** BEGIN **

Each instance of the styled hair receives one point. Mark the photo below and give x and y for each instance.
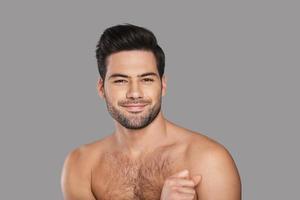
(127, 37)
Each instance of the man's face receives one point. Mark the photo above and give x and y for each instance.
(133, 88)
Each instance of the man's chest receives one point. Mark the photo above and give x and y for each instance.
(122, 179)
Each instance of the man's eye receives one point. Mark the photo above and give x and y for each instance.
(120, 81)
(148, 80)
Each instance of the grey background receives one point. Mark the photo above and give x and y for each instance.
(232, 70)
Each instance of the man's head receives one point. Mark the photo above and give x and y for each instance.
(131, 65)
(127, 37)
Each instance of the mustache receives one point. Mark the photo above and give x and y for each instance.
(124, 103)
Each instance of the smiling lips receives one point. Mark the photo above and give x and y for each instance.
(134, 107)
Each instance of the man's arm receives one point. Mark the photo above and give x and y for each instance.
(220, 178)
(75, 179)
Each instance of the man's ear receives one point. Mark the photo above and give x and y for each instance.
(164, 85)
(100, 88)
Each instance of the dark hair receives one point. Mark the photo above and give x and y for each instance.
(127, 37)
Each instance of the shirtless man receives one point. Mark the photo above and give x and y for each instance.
(147, 157)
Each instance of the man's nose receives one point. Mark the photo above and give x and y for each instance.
(134, 91)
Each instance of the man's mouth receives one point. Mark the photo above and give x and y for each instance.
(135, 107)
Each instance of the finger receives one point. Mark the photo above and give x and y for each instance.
(182, 174)
(196, 179)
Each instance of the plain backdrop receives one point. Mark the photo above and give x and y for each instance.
(232, 69)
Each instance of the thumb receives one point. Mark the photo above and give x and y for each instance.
(182, 174)
(196, 179)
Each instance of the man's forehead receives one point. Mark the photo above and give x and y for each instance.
(134, 63)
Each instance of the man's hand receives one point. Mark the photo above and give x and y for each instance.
(180, 186)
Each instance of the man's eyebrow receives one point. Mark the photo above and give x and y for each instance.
(126, 76)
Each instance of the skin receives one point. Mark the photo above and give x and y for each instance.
(147, 156)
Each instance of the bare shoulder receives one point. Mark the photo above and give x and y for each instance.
(77, 168)
(210, 159)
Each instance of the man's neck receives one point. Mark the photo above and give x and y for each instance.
(137, 142)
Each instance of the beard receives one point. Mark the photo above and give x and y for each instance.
(134, 120)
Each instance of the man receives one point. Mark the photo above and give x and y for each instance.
(147, 156)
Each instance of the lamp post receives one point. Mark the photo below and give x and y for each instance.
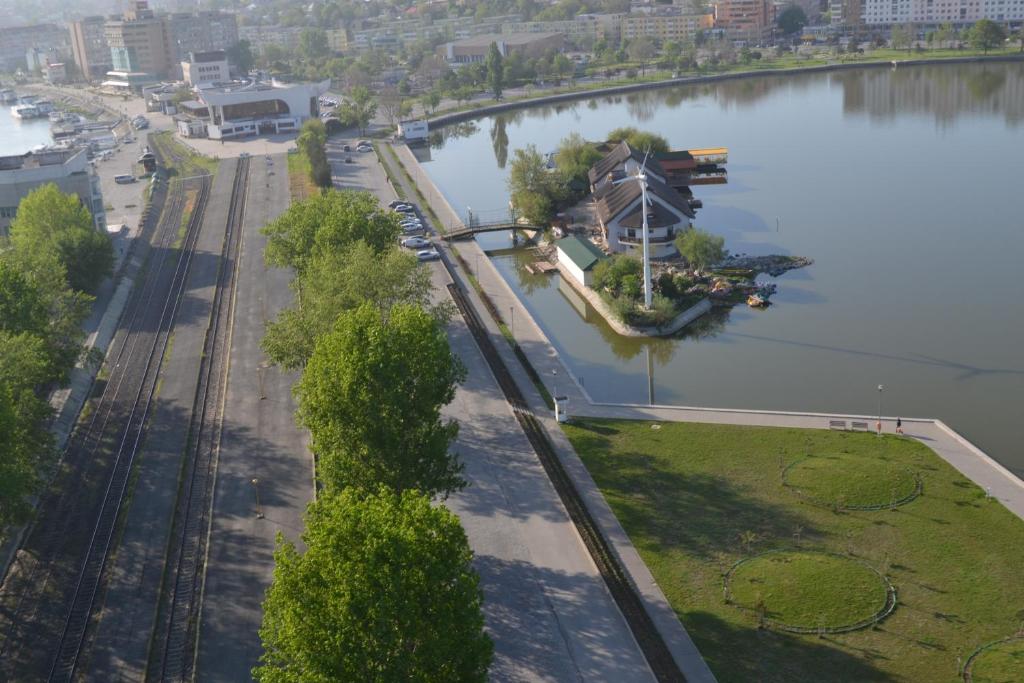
(880, 411)
(259, 510)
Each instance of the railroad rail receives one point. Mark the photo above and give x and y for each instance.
(155, 312)
(656, 652)
(172, 656)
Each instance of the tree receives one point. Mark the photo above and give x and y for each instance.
(642, 140)
(328, 222)
(358, 110)
(535, 190)
(496, 71)
(792, 19)
(641, 49)
(241, 55)
(986, 34)
(342, 281)
(371, 396)
(47, 219)
(385, 591)
(700, 249)
(574, 157)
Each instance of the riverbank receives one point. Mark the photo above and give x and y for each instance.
(471, 112)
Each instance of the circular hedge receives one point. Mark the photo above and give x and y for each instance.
(809, 591)
(996, 663)
(849, 481)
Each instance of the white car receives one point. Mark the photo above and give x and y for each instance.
(428, 255)
(415, 243)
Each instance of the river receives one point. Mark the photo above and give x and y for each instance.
(904, 186)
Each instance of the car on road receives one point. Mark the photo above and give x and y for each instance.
(416, 243)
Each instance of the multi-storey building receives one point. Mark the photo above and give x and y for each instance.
(89, 47)
(666, 27)
(16, 42)
(595, 27)
(68, 169)
(877, 12)
(140, 43)
(745, 19)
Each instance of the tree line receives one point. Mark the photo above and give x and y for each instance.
(384, 589)
(50, 264)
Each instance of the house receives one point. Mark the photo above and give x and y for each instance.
(579, 256)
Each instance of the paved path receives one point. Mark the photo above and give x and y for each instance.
(260, 440)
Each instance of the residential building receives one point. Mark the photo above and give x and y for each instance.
(260, 37)
(579, 256)
(745, 19)
(140, 43)
(69, 169)
(667, 27)
(15, 42)
(595, 27)
(254, 108)
(206, 68)
(875, 12)
(89, 47)
(474, 49)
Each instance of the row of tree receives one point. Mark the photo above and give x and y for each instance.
(385, 589)
(48, 265)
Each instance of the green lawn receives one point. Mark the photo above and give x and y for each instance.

** END **

What the task asks
Return all of the records above word for word, leaving out the pictures.

Correct output
Each instance of the styled hair receives one point. Mark the photo below and give x and y for each instance.
(127, 37)
Each instance of the man's face receives one point. Mark the photo above and give x and y for each instance.
(133, 88)
Each instance of the man's chest receives one point. Mark the photo above and give x and y for each instance.
(122, 179)
Each instance of the man's eye receives one point. Mark the photo above and give x and y for each instance.
(120, 81)
(148, 80)
Each instance of the grey background receives one point. Mark the photo above and give x and y for each instance.
(232, 70)
Each instance of the man's head receives one point. Mark the photo above and give x and y for each instance.
(131, 65)
(127, 37)
Each instance of the mustache receives one point. Mark the photo above and give x and y for each instance.
(124, 103)
Each instance of the smiling lips receives one point. Mark the photo above and give x and y for each instance.
(134, 107)
Each instance of the man's arm receives one point. Mark the photo above and give x and y for each instance.
(220, 178)
(75, 179)
Each instance of the man's ear receives one point. Mark the photo above and give x and y for each instance.
(164, 85)
(100, 88)
Each instance of the dark hair receives one point. Mark the photo above and give x and y for each instance.
(127, 37)
Each instance of the shirtless man receives one point. Mark the photo above and give x and y for each instance.
(147, 157)
Each instance of the man's nose receives one point. Mark the photo above and give x and y for each instance.
(134, 91)
Each instance of the man's mouth receives one point. Mark the photo above and give x and y for each instance.
(135, 107)
Each instance of the finger receives one point. Mark the photo above and give x and y for each instance.
(182, 174)
(196, 179)
Each instance of the plain backdrop receives one point. Mark the photo above and give x and y for each instance.
(232, 69)
Each instance of the thumb receives one point. Mark the photo above and give x and y for each instance.
(182, 174)
(196, 179)
Each instance of the man's forehead receives one point. Mark the photo above and give x and y for each instance.
(134, 63)
Each instance of the man's hand receives one point. Mark the photo above and give x and y for each instance.
(180, 186)
Each instance of the man's eyebrow receives one point. Mark the photo above and give x and y for each instance.
(126, 76)
Each instance of the skin receives one point. Mark the photo above and give x and y for each instance.
(147, 156)
Each instance of the bare shoulder receives one point. Mark the photo above and give x and y for each instance.
(77, 168)
(210, 159)
Each instance of the man's neck receives one point. Mark the photo above and give x and y for each instance.
(137, 142)
Each instance of the beard receives one point. Mark the photo above and give x and y for each instance.
(134, 120)
Each instance of the man receives one point. Mark the photo above and give x and y for each instance.
(147, 156)
Each instance of the lamp post receives one point. Mark the photo below and give x and y for each instance.
(880, 411)
(259, 510)
Each instance of the railroad rail receives one point. Mark the photo above and give x and y for each instance.
(155, 312)
(656, 652)
(172, 656)
Each instance of the tree receives one point. Mark the photo above and give x and y for each instance.
(642, 140)
(328, 222)
(358, 110)
(535, 190)
(496, 71)
(792, 19)
(641, 49)
(241, 55)
(986, 34)
(342, 281)
(371, 396)
(47, 219)
(385, 591)
(700, 249)
(574, 157)
Each instance of the riverbank receives one point. Mark the photo above and give x and y for each instance.
(471, 112)
Each instance of the circular hedge receives one point. Mark the photo above and give x and y for each instance.
(809, 591)
(996, 663)
(849, 481)
Each instance of the white car receives one point. Mark the photo above and give x and y for each instance.
(428, 255)
(415, 243)
Each instance of the river receives one point. Mark the photo above and give x and y for each instance.
(904, 186)
Each instance of the car on road receives one point. Mark the photo above and give x and y for each instance.
(416, 243)
Each instance of the multi-storey building receives one point. Mark the photo above and give x and y for each instance.
(89, 47)
(666, 27)
(16, 42)
(595, 27)
(68, 169)
(877, 12)
(140, 43)
(745, 19)
Each instance of the tree line receives one point. Mark the photo above and give x and y for each instance.
(384, 589)
(50, 264)
Each instance of the house receives one point. Mark the photo above and give x and y for each instance.
(579, 256)
Each instance of the paved path receives one point. Mark the photo above and give x and y for each instance.
(260, 440)
Each instance of the residential building receives one point. Mark the photo above and give x and y for each instance.
(260, 37)
(579, 256)
(745, 19)
(140, 43)
(69, 169)
(667, 27)
(15, 42)
(595, 27)
(254, 108)
(206, 68)
(875, 12)
(89, 47)
(474, 49)
Each instance of the row of tree receives one point. Mark the photo above and give x and y for each instance.
(385, 589)
(48, 265)
Each instance of the green lawn receives one point. Mark the photo above and give x and y for each instance.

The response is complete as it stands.